> **Teks**
┏━━
TIMES DEMAK, YOGYAKARTA – Jogja Mendongeng 2025 kembali membuktikan bahwa dongeng bukan sekadar hiburan anak-anak, melainkan ruang perjumpaan yang intim antara cerita, manusia, dan nilai-nilai kehidupan.
Memasuki tahun ketiganya, gelaran literasi ini sukses mencuri perhatian publik dengan konsep sederhana namun sarat makna, terlebih karena untuk pertama kalinya diselenggarakan di kawasan pedesaan.
Berkolaborasi dengan Sanggar Kinanti Minggir, Jogja Mendongeng 2025 digelar selama kurang lebih tiga jam dan disambut antusias luar biasa oleh para penonton.
┗━━
> **Daftar Tugas**
1. Dalam teks tentang Jogja Mendongeng 2025, dengan sanggar mana acara itu berkolaborasi?
2. Salin persis bagian teks tentang Jogja Mendongeng 2025 antara "TIMES DEMAK, YOGYAKARTA" dan "dan nilai-nilai kehidupan.", termasuk kedua ujungnya.

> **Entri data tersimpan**
┏━━
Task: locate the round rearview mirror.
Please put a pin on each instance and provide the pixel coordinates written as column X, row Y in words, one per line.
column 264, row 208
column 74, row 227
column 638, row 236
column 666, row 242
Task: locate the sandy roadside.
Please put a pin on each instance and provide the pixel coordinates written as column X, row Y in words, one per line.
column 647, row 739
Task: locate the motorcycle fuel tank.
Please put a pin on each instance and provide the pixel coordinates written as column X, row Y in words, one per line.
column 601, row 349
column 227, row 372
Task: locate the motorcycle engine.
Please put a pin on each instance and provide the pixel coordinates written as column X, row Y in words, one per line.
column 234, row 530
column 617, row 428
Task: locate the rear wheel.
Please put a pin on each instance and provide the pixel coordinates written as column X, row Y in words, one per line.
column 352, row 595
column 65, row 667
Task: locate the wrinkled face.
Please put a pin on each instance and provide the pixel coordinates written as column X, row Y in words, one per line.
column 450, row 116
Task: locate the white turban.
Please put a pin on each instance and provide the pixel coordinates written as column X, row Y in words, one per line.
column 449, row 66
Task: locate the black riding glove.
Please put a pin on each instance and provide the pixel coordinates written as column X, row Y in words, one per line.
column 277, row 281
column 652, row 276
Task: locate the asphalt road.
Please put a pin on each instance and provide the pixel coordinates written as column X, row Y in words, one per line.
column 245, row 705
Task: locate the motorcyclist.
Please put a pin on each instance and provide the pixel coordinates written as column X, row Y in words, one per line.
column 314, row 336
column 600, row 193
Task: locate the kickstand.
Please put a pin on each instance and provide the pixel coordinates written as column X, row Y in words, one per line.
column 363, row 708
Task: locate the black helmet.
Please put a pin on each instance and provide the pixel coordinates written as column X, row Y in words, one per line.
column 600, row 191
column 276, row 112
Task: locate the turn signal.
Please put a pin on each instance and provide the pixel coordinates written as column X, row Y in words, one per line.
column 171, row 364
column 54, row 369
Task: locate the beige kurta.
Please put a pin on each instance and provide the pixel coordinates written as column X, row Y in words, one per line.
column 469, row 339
┗━━
> **Jawaban**
1. Sanggar Kinanti Minggir.

2.
TIMES DEMAK, YOGYAKARTA – Jogja Mendongeng 2025 kembali membuktikan bahwa dongeng bukan sekadar hiburan anak-anak, melainkan ruang perjumpaan yang intim antara cerita, manusia, dan nilai-nilai kehidupan.